● **Objective**
Return, verbatim, the lines of the items below starting at the line containing "You'll find blue surgical" and continuing down to the line containing "[[353, 316, 400, 369], [650, 249, 683, 279]]", both included.

● **Dataset excerpt**
=====
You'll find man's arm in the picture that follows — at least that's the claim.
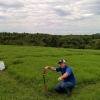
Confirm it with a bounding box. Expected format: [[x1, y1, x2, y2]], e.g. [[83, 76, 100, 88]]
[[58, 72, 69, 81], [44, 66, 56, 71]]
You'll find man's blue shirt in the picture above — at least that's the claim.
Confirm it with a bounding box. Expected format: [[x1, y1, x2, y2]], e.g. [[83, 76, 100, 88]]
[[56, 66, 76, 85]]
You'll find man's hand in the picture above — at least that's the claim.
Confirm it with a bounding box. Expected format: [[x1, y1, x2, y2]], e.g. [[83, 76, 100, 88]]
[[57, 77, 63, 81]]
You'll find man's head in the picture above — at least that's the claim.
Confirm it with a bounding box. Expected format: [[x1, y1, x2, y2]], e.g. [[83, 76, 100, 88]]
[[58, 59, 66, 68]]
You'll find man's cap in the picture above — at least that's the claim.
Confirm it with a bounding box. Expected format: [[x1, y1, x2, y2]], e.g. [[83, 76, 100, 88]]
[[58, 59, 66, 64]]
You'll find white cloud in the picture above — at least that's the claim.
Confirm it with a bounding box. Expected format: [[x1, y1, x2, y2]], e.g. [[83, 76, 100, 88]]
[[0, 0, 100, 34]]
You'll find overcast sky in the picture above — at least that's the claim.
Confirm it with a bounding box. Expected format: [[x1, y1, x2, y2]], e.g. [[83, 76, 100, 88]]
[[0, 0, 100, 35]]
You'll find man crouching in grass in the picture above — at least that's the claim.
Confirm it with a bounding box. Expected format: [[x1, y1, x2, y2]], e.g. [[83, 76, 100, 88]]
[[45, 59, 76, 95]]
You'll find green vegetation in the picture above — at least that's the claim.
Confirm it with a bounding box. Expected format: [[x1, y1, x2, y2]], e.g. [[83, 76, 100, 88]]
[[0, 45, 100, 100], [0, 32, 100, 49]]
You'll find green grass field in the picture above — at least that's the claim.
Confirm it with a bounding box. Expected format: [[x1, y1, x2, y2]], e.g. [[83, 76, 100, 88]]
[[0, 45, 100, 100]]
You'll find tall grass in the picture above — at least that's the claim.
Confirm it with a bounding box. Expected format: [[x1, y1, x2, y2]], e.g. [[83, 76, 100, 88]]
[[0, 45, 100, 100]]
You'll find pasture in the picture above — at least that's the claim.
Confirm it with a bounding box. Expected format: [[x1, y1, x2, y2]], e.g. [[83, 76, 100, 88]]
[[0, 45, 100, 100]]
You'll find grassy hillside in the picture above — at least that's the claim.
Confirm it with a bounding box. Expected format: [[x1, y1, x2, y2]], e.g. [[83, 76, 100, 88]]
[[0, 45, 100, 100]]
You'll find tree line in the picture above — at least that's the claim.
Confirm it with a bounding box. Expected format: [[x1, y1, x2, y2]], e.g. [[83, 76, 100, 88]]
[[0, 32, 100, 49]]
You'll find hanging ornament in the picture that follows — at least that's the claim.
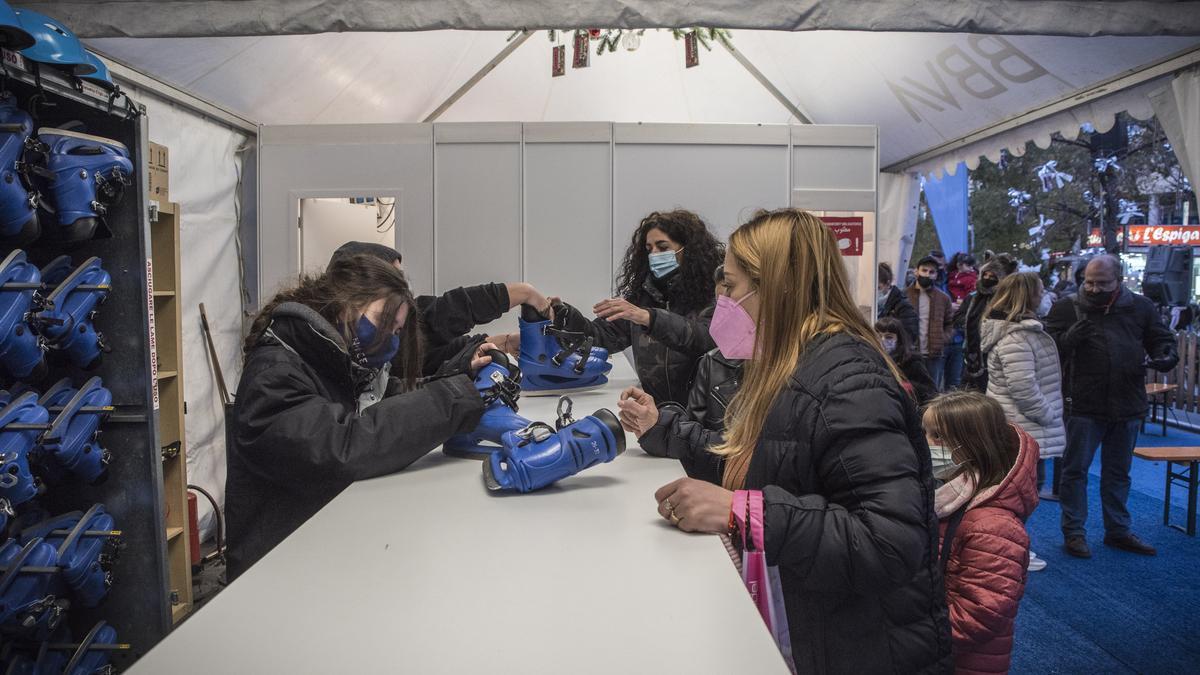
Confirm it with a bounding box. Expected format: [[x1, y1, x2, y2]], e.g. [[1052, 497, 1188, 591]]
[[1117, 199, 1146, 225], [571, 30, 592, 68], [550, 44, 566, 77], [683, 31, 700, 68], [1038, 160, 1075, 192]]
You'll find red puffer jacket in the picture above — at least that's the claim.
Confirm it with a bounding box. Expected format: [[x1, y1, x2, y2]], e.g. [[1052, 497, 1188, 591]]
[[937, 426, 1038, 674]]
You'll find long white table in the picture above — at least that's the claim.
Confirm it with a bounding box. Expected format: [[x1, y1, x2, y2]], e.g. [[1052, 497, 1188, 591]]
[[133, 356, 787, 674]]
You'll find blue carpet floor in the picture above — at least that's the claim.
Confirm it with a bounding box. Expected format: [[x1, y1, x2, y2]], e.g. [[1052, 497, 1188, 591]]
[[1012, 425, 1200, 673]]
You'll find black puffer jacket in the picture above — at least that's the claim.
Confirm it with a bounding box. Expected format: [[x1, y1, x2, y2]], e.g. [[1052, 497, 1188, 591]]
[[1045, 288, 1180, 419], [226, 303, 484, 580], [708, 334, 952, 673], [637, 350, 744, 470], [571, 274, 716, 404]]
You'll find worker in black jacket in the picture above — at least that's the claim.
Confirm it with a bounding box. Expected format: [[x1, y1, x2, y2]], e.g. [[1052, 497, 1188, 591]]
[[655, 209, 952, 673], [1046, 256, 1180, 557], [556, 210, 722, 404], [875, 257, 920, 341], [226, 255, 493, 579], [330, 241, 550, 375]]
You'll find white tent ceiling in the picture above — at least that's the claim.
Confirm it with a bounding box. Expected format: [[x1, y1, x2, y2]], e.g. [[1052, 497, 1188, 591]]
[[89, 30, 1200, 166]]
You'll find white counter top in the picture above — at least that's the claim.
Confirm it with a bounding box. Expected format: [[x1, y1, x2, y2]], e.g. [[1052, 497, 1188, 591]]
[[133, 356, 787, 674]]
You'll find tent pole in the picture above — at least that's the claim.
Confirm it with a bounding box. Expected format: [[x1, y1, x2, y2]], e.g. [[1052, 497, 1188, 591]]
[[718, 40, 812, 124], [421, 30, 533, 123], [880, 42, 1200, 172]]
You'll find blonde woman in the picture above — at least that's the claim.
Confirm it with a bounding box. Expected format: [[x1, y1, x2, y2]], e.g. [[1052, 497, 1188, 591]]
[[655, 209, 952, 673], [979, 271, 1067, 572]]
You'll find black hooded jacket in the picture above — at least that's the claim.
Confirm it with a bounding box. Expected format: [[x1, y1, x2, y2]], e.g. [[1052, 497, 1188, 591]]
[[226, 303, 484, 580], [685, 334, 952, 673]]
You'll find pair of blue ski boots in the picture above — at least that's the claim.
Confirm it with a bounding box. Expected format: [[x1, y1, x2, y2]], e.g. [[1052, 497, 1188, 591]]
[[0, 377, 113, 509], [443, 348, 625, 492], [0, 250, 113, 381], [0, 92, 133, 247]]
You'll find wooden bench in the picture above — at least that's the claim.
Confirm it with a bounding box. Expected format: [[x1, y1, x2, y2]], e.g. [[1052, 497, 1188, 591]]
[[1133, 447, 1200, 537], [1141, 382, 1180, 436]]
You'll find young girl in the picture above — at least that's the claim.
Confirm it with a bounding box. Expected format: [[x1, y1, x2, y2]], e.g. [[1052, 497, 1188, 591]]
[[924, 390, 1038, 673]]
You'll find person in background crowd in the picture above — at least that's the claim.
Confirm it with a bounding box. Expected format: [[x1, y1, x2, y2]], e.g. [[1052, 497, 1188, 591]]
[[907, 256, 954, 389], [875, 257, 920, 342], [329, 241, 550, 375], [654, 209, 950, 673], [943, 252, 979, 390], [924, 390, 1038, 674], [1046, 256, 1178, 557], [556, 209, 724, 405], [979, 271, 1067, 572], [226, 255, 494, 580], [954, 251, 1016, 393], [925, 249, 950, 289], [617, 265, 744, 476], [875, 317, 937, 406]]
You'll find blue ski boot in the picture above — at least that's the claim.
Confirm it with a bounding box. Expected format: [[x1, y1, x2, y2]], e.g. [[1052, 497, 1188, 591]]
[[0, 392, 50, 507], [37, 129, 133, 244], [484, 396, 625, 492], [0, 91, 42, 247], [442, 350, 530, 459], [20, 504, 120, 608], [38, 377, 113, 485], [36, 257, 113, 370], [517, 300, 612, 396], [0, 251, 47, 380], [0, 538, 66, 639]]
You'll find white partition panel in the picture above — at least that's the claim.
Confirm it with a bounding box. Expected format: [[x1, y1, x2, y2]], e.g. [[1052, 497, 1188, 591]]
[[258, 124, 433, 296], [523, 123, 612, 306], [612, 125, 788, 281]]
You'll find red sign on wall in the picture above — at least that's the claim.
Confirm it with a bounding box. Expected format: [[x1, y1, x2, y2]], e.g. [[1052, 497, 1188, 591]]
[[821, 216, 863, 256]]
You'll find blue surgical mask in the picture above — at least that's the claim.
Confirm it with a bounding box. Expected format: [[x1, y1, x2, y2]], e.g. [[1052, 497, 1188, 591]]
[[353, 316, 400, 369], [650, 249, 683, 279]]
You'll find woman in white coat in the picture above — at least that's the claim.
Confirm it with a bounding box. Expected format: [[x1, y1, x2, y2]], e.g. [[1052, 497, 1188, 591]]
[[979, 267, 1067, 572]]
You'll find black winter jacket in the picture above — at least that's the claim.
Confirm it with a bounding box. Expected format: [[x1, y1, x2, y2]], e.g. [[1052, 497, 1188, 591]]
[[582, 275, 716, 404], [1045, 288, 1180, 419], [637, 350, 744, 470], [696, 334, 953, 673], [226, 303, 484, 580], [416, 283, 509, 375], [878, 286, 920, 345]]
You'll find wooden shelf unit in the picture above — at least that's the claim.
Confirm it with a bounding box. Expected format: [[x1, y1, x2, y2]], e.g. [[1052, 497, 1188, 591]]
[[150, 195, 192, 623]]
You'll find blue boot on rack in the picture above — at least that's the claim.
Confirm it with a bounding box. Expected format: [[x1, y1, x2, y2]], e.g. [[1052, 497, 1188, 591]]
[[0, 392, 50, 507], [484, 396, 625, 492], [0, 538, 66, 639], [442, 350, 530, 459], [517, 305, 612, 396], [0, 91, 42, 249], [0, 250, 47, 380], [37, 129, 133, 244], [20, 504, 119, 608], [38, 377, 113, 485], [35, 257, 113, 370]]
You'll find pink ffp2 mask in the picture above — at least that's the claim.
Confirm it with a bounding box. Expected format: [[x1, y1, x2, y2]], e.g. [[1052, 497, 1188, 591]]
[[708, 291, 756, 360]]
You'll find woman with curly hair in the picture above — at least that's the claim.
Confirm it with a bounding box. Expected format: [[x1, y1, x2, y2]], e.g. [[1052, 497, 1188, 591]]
=====
● **Solution for this task**
You'll find blue surgical mask in the picture above — at least that's the claim.
Confirm it with a bounding box. Expected format: [[x1, y1, x2, y2]], e.g. [[1052, 497, 1188, 591]]
[[353, 316, 400, 369], [650, 249, 683, 279]]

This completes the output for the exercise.